→ **What is being asked**: Reproduce every one of the entries below verbatim, keeping each line unchanged.

** start Entries **

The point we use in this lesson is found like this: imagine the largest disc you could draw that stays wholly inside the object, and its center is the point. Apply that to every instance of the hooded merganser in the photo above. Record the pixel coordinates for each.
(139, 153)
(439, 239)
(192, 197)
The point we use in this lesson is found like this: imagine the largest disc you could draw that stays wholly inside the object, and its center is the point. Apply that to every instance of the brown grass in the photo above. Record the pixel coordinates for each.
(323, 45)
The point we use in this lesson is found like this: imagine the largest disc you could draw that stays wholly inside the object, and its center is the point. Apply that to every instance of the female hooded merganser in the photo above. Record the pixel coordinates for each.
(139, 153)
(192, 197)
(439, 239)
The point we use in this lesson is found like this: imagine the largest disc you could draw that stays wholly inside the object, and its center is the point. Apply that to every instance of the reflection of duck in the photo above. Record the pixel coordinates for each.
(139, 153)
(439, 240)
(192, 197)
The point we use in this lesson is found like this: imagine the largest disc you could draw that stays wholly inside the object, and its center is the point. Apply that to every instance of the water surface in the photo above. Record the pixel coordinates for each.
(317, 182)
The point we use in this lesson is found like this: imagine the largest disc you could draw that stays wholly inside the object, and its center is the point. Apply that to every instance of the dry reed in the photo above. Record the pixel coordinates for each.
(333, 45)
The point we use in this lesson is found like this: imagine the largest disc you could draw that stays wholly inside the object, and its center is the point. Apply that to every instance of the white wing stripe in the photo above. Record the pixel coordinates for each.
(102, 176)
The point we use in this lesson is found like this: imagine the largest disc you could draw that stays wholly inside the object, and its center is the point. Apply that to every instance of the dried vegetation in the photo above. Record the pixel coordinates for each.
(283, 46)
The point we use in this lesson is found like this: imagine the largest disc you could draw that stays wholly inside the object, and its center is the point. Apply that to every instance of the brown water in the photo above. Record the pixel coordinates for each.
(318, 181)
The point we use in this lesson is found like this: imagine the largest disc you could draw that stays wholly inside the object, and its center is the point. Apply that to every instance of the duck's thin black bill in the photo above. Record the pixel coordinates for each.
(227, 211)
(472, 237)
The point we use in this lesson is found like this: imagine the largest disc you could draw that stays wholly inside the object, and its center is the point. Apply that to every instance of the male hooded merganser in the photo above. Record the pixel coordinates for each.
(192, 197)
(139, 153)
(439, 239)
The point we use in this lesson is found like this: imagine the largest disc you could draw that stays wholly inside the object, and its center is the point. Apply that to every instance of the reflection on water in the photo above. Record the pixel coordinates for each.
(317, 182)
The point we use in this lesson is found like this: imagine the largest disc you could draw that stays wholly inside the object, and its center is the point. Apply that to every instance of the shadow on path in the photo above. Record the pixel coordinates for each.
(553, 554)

** end Entries **

→ **Solution**:
The point we use in this lesson is found like this: imagine the largest disc you could draw that stays wholly inside the object, and its center is the point. Apply that to every instance of the hooded merganser in the photo above. Record the pixel coordinates for each.
(139, 153)
(439, 239)
(192, 197)
The point we use in this lesson is found like this: imagine the largest disc you could draw that stays wholly inside the object, and its center is the point. Apply that to every instance of the brown grass in the photo above. Record the pixel coordinates for each.
(323, 45)
The point we use in this lesson is found like this: imagine the largest disc you could draw that stays wholly inside the object, and its center is the point. Apply that to every instance of the female hooded merganser in the photo above. Record the pixel coordinates for each.
(139, 153)
(192, 197)
(439, 239)
The point we use in this lesson is found like this: imagine the largest disc you could draw that stays wholly inside the object, and its center is the point. Apply that to every instance of the reflection of duck in the photo above. Record the pixel coordinates for each.
(139, 153)
(439, 240)
(192, 197)
The point we use in this lesson is found like this: imagine the largest disc you could draw that stays wholly inside the object, and its center is the point. Apply that to every instance of the water surface in the photo above. Record the pixel coordinates for each.
(317, 182)
The point we use in this lesson is found like this: imagine the largest disc you could draw that stays wholly inside the object, and its center is the point. Apply that to every instance of the dry reed in the photo above. Record the pixel coordinates for each.
(333, 45)
The point we use in this lesson is found like this: imagine the largest disc you could draw that stays wholly inside the object, and its center is the point. Apply that to every instance of the white wing stripe in the photo above. Record the pixel coordinates for each.
(102, 176)
The point we use in this lesson is found like this: imagine the largest disc you could draw that stays wholly inside the object, and its center is the point. Apply that to every instance of the dried vegetation in the photo above. Record the pixel coordinates for each.
(283, 46)
The point we use in this lesson is found like this: imagine the largest disc you could draw that stays wholly inside the object, and its center is the point. Apply that to every instance of the brown water in the photo above. Record the pixel coordinates for each.
(318, 181)
The point we use in this lesson is found like this: imagine the largest disc you could draw that stays wholly inside the object, and its center is the point. Apply that to every instance of the duck's thin black bill in the photo above. Record the pixel coordinates for each.
(227, 211)
(472, 237)
The point we use in this lesson is found like this: imagine the largest disc you could draw that stays wholly inside the object, and its center is the point. Apply that to every instance of the male hooded merganser in the photo above. Record the pixel coordinates for each.
(192, 197)
(139, 153)
(439, 239)
The point we use in this lesson is found like this: imagine the largest disc you could draw that stays wholly inside the object, and its center is the point. Apply that to every instance of the reflection on water in the photo above. Record the pixel coordinates for each.
(317, 182)
The point we use in this lesson is found like this: imagine the largest disc you could draw that stays wholly inside the object, and its center is the point. Apply that to every instance of the shadow on path in the photo above. Record the pixel coordinates for each.
(553, 554)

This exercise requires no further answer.